Hmm kenapa ya tanahnya jadi tidak produktif lagi. Kalau tidak salah di Kalimantan lahannya banyak gambut di bawahnya ya. Makanya kalau terbakar sampai ke akar-akar. Pengalaman perjalanan yang mengesankan pastinya mas Rivai. Karena tidak biasa dan semua orang punya akses kesana.
Kebetulan pas di sekitar bekas lokasi lama, aku mapah melewati tanah kapur. Jadi emang sulit untuk bercocok tanam.
Bener sekali mbak pheb, selain itu bisa diterima dengan baik oleh warga lokal.
Mas itu yg di atas foto jalanannya kaya begitu? Wow, ga kebayang kalau malem, pasti gelap gulita, gmn kalau hujan? Licin bgt pasti ya.
Kalau suamiku pasti seneng bgt kalau bisa ke tempat kaya begitu.
Jalanan memang masih seperti itu. Saat ini belum dapat info apakah sudah diperkeras belum. Selain itu, kalau malam hari tidak ada lampu penerangan jalan.
Berarti masyarakat dusun Lidung ini termasuk nomaden ya mas, misalnya lahannya sudah tidak produktif lagi maka pindah biarpun pindahnya ke desa lain, tapi anehnya lokasi baru tetap dianggap warga desa lama.
Menarik juga misalnya di terapkan di Jawa, misalnya asalnya dari Semarang lalu misalnya tanahnya sudah tidak subur maka pindah ke Magelang, tapi di desa baru tetap dianggap dari Semarang.
Hidup berpindah dulunya dianggap hal yang biasa. Tapi sekarang masyarakat sudah tinggal menetap. Bisa dibilang itu seperti kearifan lokal yang tumbuh di masyarakat tertentu.

= = = =

## Rangkaian Latihan
(a) Ketik ulang bagian bacaan tentang dusun Lidung, mulai dari "Hmm kenapa ya" terus ke bawah sampai "punya akses kesana.".
(b) Jawablah pertanyaan berikut berdasarkan bacaan tentang dusun Lidung.
(i) Tanah apa yang dilewati di sekitar bekas lokasi lama?
(ii) Apakah ada lampu penerangan jalan pada malam hari?
(iii) Dalam contoh tentang Jawa, ke kota mana orang dari Semarang pindah?

= = = =

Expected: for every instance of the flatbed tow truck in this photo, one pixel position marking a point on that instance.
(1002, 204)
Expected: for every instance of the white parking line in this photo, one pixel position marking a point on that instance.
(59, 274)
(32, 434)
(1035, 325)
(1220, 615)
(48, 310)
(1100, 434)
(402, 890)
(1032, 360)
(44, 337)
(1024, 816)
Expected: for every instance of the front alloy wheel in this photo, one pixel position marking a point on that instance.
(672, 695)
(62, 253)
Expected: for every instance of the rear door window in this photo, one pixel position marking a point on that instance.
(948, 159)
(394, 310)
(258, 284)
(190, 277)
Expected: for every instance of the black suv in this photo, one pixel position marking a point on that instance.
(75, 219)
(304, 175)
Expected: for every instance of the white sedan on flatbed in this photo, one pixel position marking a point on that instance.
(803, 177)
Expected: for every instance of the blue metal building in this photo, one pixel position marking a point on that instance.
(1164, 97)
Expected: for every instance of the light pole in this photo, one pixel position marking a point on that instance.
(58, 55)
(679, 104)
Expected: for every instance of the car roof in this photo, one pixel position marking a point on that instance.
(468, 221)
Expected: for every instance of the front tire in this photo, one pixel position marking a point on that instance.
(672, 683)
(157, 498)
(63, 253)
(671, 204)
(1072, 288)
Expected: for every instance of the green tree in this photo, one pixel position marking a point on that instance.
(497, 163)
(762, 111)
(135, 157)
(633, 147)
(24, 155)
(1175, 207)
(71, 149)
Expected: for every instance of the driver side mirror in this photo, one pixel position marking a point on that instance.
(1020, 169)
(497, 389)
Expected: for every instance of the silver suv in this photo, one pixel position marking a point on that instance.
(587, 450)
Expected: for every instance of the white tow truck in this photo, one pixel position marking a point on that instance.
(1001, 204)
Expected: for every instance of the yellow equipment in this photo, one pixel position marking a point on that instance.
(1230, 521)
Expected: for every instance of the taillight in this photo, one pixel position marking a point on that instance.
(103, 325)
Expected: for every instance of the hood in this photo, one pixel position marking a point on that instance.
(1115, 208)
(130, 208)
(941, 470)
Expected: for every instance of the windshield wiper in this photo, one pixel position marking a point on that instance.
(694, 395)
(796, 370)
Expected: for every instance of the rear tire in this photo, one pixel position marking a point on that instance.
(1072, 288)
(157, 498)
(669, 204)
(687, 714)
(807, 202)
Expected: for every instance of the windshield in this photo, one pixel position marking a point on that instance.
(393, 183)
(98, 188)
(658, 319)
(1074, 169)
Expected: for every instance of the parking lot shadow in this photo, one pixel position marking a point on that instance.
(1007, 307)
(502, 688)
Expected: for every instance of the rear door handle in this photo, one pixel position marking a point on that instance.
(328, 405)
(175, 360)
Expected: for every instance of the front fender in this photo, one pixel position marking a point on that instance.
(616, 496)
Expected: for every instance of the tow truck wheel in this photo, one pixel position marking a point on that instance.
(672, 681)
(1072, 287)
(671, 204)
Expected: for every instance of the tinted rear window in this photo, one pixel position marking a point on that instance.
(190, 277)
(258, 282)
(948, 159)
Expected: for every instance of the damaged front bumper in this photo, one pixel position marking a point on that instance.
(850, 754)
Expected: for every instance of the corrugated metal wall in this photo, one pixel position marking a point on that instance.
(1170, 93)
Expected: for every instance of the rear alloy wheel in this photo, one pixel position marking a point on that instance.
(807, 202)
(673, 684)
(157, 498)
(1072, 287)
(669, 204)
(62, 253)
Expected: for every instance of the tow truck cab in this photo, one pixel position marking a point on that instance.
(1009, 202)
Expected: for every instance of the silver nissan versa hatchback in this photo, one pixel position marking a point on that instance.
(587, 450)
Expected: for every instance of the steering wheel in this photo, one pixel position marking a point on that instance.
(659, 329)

= = = =

## Jawaban yang Diharapkan
(a)
Hmm kenapa ya tanahnya jadi tidak produktif lagi. Kalau tidak salah di Kalimantan lahannya banyak gambut di bawahnya ya. Makanya kalau terbakar sampai ke akar-akar. Pengalaman perjalanan yang mengesankan pastinya mas Rivai. Karena tidak biasa dan semua orang punya akses kesana.

(b)
(i) Tanah kapur.
(ii) Tidak ada.
(iii) Ke Magelang.